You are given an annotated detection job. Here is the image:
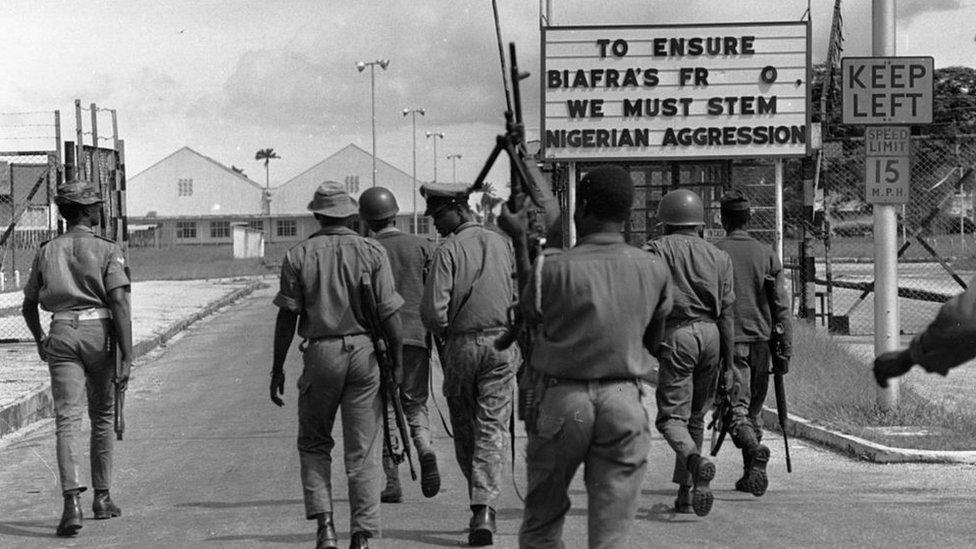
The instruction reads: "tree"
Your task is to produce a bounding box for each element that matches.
[254,149,281,190]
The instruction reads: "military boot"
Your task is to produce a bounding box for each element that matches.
[687,454,715,517]
[746,444,769,497]
[735,448,752,494]
[57,490,82,537]
[92,490,122,520]
[468,505,495,547]
[380,452,403,503]
[315,513,339,549]
[420,448,441,498]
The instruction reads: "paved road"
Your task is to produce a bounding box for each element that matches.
[0,284,976,548]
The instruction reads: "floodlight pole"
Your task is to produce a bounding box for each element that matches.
[871,0,901,410]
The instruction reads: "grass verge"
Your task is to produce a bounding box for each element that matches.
[788,323,976,450]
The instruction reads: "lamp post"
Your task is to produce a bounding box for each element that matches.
[427,132,444,183]
[403,108,425,234]
[356,59,390,187]
[445,153,461,183]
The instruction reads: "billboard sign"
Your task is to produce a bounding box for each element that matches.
[540,22,810,161]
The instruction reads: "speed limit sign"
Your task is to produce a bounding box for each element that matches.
[864,126,912,204]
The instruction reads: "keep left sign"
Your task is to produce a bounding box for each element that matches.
[841,57,935,125]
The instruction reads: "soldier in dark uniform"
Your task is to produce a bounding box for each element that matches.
[359,187,441,503]
[874,278,976,387]
[271,181,403,548]
[420,184,518,545]
[22,181,132,536]
[715,190,793,496]
[502,166,671,548]
[646,189,735,516]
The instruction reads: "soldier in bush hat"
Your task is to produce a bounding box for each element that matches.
[271,181,403,548]
[645,189,735,516]
[420,184,518,546]
[715,189,792,496]
[22,180,132,536]
[359,187,441,503]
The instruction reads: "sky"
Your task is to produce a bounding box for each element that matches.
[0,0,976,187]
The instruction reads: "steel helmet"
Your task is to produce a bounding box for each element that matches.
[359,187,400,221]
[657,189,705,227]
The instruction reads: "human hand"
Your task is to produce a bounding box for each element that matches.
[498,203,529,238]
[270,370,285,407]
[874,349,914,387]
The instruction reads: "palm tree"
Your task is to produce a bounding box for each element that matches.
[254,149,281,190]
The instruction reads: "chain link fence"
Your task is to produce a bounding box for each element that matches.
[813,135,976,335]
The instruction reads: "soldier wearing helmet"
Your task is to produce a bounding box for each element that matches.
[645,189,735,516]
[715,190,792,496]
[359,187,441,503]
[21,180,132,537]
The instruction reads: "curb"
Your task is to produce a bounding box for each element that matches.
[0,281,263,438]
[762,406,976,465]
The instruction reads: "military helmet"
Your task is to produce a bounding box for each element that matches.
[359,187,400,221]
[657,189,705,227]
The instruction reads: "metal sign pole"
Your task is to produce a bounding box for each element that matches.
[871,0,900,410]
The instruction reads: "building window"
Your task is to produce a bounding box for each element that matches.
[176,221,197,240]
[176,179,193,196]
[410,215,430,234]
[210,221,230,238]
[275,219,298,236]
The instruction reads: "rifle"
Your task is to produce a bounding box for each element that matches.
[708,382,732,457]
[769,323,793,473]
[469,42,560,427]
[112,264,132,440]
[359,274,417,480]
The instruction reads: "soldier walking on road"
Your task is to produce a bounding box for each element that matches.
[646,189,735,516]
[22,181,132,536]
[359,187,441,503]
[420,184,518,546]
[502,166,671,548]
[716,190,793,496]
[271,181,403,548]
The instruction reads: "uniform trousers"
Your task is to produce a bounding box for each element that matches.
[443,330,518,507]
[298,335,384,533]
[44,319,115,491]
[400,345,430,453]
[732,341,770,441]
[519,379,651,548]
[655,321,719,486]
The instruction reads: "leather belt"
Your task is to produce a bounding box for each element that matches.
[51,307,112,321]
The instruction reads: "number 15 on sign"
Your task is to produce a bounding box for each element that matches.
[864,156,912,204]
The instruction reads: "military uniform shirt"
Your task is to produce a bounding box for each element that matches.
[274,227,403,339]
[715,229,791,351]
[24,225,129,313]
[420,221,515,335]
[375,227,434,348]
[646,233,735,325]
[909,272,976,375]
[522,233,672,379]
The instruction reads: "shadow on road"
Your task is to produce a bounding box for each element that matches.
[208,531,314,543]
[0,520,57,538]
[176,499,302,509]
[381,528,467,547]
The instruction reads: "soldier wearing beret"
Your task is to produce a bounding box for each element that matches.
[22,180,132,536]
[508,166,672,548]
[271,181,403,548]
[716,190,792,496]
[420,184,518,546]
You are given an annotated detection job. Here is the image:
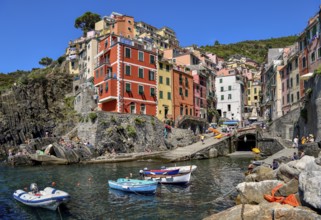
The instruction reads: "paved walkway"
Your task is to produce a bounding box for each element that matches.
[161,134,228,161]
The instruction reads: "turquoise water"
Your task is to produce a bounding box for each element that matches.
[0,157,250,220]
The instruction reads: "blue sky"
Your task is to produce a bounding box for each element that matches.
[0,0,321,73]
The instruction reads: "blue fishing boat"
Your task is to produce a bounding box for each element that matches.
[108,178,158,194]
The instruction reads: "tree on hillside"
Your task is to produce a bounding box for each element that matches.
[75,11,101,35]
[39,57,53,66]
[214,40,221,46]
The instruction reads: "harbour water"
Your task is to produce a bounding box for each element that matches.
[0,157,250,220]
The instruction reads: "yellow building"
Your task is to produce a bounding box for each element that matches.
[157,59,173,121]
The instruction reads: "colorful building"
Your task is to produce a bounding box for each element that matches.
[157,56,174,121]
[94,35,158,116]
[172,66,194,121]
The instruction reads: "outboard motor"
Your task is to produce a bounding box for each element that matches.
[30,183,38,193]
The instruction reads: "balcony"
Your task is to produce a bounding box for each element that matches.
[95,59,110,69]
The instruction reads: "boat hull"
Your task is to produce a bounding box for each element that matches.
[13,187,70,210]
[144,168,179,175]
[144,172,191,185]
[108,178,158,194]
[166,165,197,173]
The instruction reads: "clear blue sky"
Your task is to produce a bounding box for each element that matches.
[0,0,321,73]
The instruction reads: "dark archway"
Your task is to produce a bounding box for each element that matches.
[235,134,256,151]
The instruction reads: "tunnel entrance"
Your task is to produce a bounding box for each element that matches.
[235,134,256,151]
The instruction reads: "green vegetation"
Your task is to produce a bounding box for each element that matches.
[201,36,297,63]
[75,11,101,35]
[88,112,97,123]
[39,57,53,66]
[126,125,137,137]
[135,117,145,125]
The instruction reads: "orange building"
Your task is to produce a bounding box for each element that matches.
[94,35,157,116]
[172,66,194,120]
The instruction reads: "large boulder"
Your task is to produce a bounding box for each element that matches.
[299,171,321,211]
[276,162,300,183]
[204,202,321,220]
[236,180,283,204]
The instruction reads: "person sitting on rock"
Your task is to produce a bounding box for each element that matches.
[272,160,279,170]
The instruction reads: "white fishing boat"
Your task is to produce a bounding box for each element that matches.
[13,183,70,210]
[162,165,197,173]
[144,172,191,184]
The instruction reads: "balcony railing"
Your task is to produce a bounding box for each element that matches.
[95,59,110,68]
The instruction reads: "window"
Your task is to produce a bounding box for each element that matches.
[138,85,144,95]
[126,83,131,92]
[105,82,108,92]
[149,55,155,64]
[138,51,144,61]
[138,68,144,79]
[130,102,136,114]
[311,52,315,62]
[290,77,293,88]
[159,91,163,99]
[125,65,131,76]
[149,70,155,80]
[166,77,170,86]
[125,47,131,58]
[302,57,307,68]
[140,104,146,115]
[150,88,155,96]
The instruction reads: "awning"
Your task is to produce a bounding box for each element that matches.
[300,73,313,80]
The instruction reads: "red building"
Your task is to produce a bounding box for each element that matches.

INSTRUCTIONS TO FOLLOW:
Recast every line of the entries above as a JSON list of strings, one string per line, with blank lines left out. Don't include the pictures.

SOLUTION TO THIS PROBLEM:
[
  "You are given an annotated detection job. Here is the image:",
  "The instruction reads: \"tree\"",
  "Your task is to produce a bounding box for each element that matches.",
  "[254,149,281,190]",
  "The instruction reads: \"military boot\"",
  "Your task is to produce a bounding box for each element that matches.",
  "[687,454,715,517]",
  "[746,444,769,497]",
  "[735,448,752,494]",
  "[57,490,82,537]",
  "[92,490,122,520]",
  "[468,505,495,547]",
  "[380,452,403,503]",
  "[315,513,339,549]",
  "[420,448,441,498]",
  "The instruction reads: \"paved road\"",
  "Your task is to produce a bounding box for each element that matches.",
  "[0,284,976,548]",
  "The instruction reads: \"floodlight pole\"",
  "Your task is to produce a bounding box for each element that matches.",
  "[871,0,901,410]",
  "The instruction reads: \"grass verge\"",
  "Your task is to produce a bounding box for each element that matches.",
  "[788,323,976,450]",
  "The instruction reads: \"lamp post\"",
  "Your task is to produce a bounding box for each element that matches.",
  "[427,132,444,183]",
  "[403,108,425,234]",
  "[356,59,390,187]",
  "[445,153,461,183]",
  "The instruction reads: \"billboard sign\"",
  "Your task is to produce a bounding box for each element that matches.",
  "[540,22,810,161]",
  "The instruction reads: \"speed limit sign\"",
  "Your task is to produce a bounding box for each element that matches.",
  "[864,126,912,204]",
  "The instruction reads: \"keep left sign\"",
  "Your task is to produce a bounding box for each element that matches.",
  "[841,57,935,125]",
  "The instruction reads: \"soldier in dark uniform\"",
  "Your task is to produce a bounding box for each element that matches.",
  "[359,187,441,503]",
  "[874,278,976,387]",
  "[271,181,403,548]",
  "[420,184,518,545]",
  "[22,181,132,536]",
  "[715,190,793,496]",
  "[502,166,671,548]",
  "[646,189,735,516]",
  "The instruction reads: \"soldier in bush hat\"",
  "Your task is to produce a bounding box for each element that matches.",
  "[271,181,403,548]",
  "[645,189,735,516]",
  "[420,184,518,546]",
  "[715,189,792,496]",
  "[22,180,132,536]",
  "[359,187,441,503]",
  "The instruction reads: \"sky\"",
  "Your task is to produce a bounding box for each element that matches.",
  "[0,0,976,187]",
  "The instruction reads: \"steel helmet\"",
  "Your task is to produce a bounding box for each element that matches.",
  "[359,187,400,221]",
  "[657,189,705,227]",
  "The instruction reads: \"human hand\"",
  "Your task is to produce a bounding box for each element that matches.",
  "[498,203,529,238]",
  "[270,370,285,407]",
  "[874,349,914,387]",
  "The instruction reads: \"palm tree\"",
  "Your task is to produce a bounding box for each element that matches.",
  "[254,149,281,190]",
  "The instruction reads: \"chain link fence\"",
  "Your task is to produce a bounding box for each element that matches.",
  "[813,135,976,335]",
  "The instruction reads: \"soldier wearing helmet\"",
  "Your task is to produce a bounding box for each element that matches.",
  "[645,189,735,516]",
  "[715,190,792,496]",
  "[359,187,441,503]",
  "[21,180,132,537]",
  "The instruction reads: \"curb\"",
  "Your task is to produce a bounding box for each element that matches.",
  "[0,281,263,438]",
  "[762,406,976,465]",
  "The instruction reads: \"military helmet\"",
  "Your task is to produce a bounding box for each element that matches.",
  "[359,187,400,221]",
  "[657,189,705,227]",
  "The instruction reads: \"metal sign pole\"",
  "Your task is to produce a bounding box for each element that matches.",
  "[871,0,900,410]",
  "The instruction reads: \"building window\"",
  "Your task is to produce a bounding box for each element that matches.",
  "[176,221,197,240]",
  "[176,179,193,196]",
  "[410,215,430,234]",
  "[210,221,230,238]",
  "[275,219,298,236]",
  "The instruction reads: \"rifle\"",
  "Your task is to produce a bounding box for each element that matches.",
  "[708,382,732,457]",
  "[769,323,793,473]",
  "[469,42,560,427]",
  "[112,264,132,440]",
  "[359,274,417,480]",
  "The instruction reads: \"soldier walking on road\"",
  "Your task is to produce a bounding box for each element that matches.",
  "[646,189,735,516]",
  "[22,181,132,536]",
  "[359,187,441,503]",
  "[420,184,518,546]",
  "[502,166,671,548]",
  "[716,190,793,496]",
  "[271,181,403,548]",
  "The instruction reads: \"uniform trousers\"",
  "Your task is to produce a bounding box for each element that matches.",
  "[443,330,518,507]",
  "[298,335,384,533]",
  "[44,319,115,491]",
  "[400,345,430,453]",
  "[732,341,770,441]",
  "[519,379,651,548]",
  "[655,321,719,486]",
  "The instruction reads: \"leather belt\"",
  "Your task is to produce a bounding box for each element that matches.",
  "[51,307,112,321]",
  "The instruction reads: \"number 15 on sign\"",
  "Your task is to produce a bounding box for each element that matches.",
  "[864,156,912,204]",
  "The instruction reads: \"military uniform shirt\"",
  "Your task is to produce a bounding box for each element that matches.",
  "[274,227,403,339]",
  "[715,229,791,351]",
  "[24,225,129,313]",
  "[420,221,515,335]",
  "[375,227,434,348]",
  "[646,233,735,325]",
  "[909,272,976,375]",
  "[522,233,672,379]",
  "The instruction reads: \"shadow on road\"",
  "Your task is to produce a bounding box for each element that matches.",
  "[208,531,314,543]",
  "[0,520,57,538]",
  "[176,499,302,509]",
  "[381,528,467,547]",
  "The instruction reads: \"soldier wearing beret\"",
  "Your task is to produce a bounding box for each element that matches.",
  "[22,180,132,536]",
  "[508,166,672,548]",
  "[271,181,403,548]",
  "[716,190,792,496]",
  "[420,184,518,546]",
  "You are given an annotated detection job. Here is the image:",
  "The instruction reads: \"paved walkway\"",
  "Your task is to produce a bounding box for each element that matches.",
  "[161,134,228,161]",
  "The instruction reads: \"turquoise water\"",
  "Your task is to produce a bounding box for each element that matches.",
  "[0,157,250,220]",
  "The instruction reads: \"blue sky\"",
  "Your task is to produce a bounding box for each element that matches.",
  "[0,0,321,73]",
  "The instruction reads: \"blue fishing boat\"",
  "Your task is to produce a bounding box for each element that matches.",
  "[108,178,158,194]",
  "The instruction reads: \"tree on hillside\"",
  "Your task is to produce a bounding box for each element that matches.",
  "[75,11,101,35]",
  "[39,57,53,66]",
  "[214,40,221,46]",
  "The instruction reads: \"harbour water\"",
  "Your task is to produce a bounding box for each element that matches.",
  "[0,157,250,220]",
  "The instruction reads: \"yellow building\"",
  "Your task is to produce a bounding box for each element that matches.",
  "[157,59,173,121]",
  "The instruction reads: \"colorful building\"",
  "Your task is to produce a bounding box for each element that matches.",
  "[157,56,174,121]",
  "[94,35,158,116]",
  "[172,66,194,121]",
  "The instruction reads: \"outboard motor\"",
  "Your task is to produce a bounding box for each element that matches.",
  "[30,183,38,193]",
  "The instruction reads: \"balcony\"",
  "Your task is to produce a bounding box for each element that matches.",
  "[95,59,110,69]",
  "The instruction reads: \"boat hull\"",
  "Your task is to produce a bounding box for each element that matches.",
  "[13,187,70,210]",
  "[144,168,179,175]",
  "[144,172,191,185]",
  "[108,178,158,194]",
  "[166,165,197,173]",
  "The instruction reads: \"clear blue sky\"",
  "Your task is to produce a bounding box for each element that matches.",
  "[0,0,321,73]",
  "The instruction reads: \"dark archway\"",
  "Your task is to produce a bounding box for each element that matches.",
  "[235,134,256,151]",
  "The instruction reads: \"tunnel entrance\"",
  "Your task is to produce a bounding box for each element that matches.",
  "[235,134,256,151]",
  "The instruction reads: \"green vegetation\"",
  "Your task is to produce a bounding box for each element that matches.",
  "[201,36,297,63]",
  "[75,11,101,35]",
  "[88,112,97,123]",
  "[39,57,53,66]",
  "[126,125,137,137]",
  "[135,117,145,125]",
  "The instruction reads: \"orange building\"",
  "Your task is to produce a bounding box for each element that matches.",
  "[94,35,157,116]",
  "[172,66,194,120]",
  "The instruction reads: \"large boulder\"",
  "Your task is to produce a bounding box for each element that matches.",
  "[299,171,321,211]",
  "[276,162,300,183]",
  "[204,202,321,220]",
  "[236,180,283,204]",
  "The instruction reads: \"person sitting on rock\"",
  "Your task is to produce a bounding box for each element that matches.",
  "[272,160,279,170]",
  "The instruction reads: \"white fishing boat\"",
  "Your task is to produce a bounding box for each element that matches.",
  "[13,183,70,210]",
  "[162,165,197,173]",
  "[144,172,191,184]",
  "The instruction reads: \"balcony railing\"",
  "Your task is to produce a bounding box for each element that matches.",
  "[95,59,110,68]",
  "The instruction reads: \"window\"",
  "Your task is to produce a bounding box for each element that matches.",
  "[138,85,144,95]",
  "[126,83,131,92]",
  "[105,82,108,92]",
  "[149,55,155,64]",
  "[138,51,144,61]",
  "[138,68,144,79]",
  "[130,102,136,114]",
  "[311,52,315,62]",
  "[290,77,293,88]",
  "[159,91,163,99]",
  "[125,65,131,76]",
  "[149,70,155,80]",
  "[166,77,170,86]",
  "[125,47,131,58]",
  "[302,57,307,68]",
  "[140,104,146,115]",
  "[150,88,155,96]",
  "The instruction reads: \"awning\"",
  "Your task is to produce a bounding box for each element that matches.",
  "[300,73,313,80]",
  "The instruction reads: \"red building\"",
  "Your task is to produce a bounding box for each element that matches."
]